Position annotation records:
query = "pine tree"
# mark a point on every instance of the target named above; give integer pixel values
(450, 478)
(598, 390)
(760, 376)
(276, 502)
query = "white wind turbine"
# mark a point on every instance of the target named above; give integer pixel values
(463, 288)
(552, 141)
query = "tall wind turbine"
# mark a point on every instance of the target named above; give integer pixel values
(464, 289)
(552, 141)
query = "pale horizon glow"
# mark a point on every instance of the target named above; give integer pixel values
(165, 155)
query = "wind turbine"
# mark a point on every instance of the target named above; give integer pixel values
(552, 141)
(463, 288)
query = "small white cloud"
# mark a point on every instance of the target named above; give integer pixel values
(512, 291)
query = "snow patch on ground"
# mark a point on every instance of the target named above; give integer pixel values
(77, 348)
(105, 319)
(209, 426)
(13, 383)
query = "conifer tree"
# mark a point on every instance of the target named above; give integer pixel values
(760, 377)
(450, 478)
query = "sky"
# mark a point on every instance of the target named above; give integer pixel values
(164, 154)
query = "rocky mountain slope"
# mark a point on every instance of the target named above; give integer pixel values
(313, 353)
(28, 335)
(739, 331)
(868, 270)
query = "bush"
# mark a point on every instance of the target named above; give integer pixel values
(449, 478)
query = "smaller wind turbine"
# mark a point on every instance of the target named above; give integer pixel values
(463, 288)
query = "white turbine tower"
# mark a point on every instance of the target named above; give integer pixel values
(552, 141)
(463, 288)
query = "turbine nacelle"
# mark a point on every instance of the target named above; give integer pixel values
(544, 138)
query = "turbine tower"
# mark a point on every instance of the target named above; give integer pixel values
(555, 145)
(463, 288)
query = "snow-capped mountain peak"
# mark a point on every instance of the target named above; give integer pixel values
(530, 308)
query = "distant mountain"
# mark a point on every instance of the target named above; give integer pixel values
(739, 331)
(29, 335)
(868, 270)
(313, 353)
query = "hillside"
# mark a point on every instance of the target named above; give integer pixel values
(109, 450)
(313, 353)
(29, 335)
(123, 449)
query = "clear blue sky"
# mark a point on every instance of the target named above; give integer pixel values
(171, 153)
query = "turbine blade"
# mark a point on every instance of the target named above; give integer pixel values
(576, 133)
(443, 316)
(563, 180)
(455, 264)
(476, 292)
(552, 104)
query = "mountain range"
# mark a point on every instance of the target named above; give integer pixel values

**Requirements:** Collect every line above that contains the string "snow". Treat case as significant.

**The result:**
query = "snow patch on ground"
query = "snow-capped mountain peak"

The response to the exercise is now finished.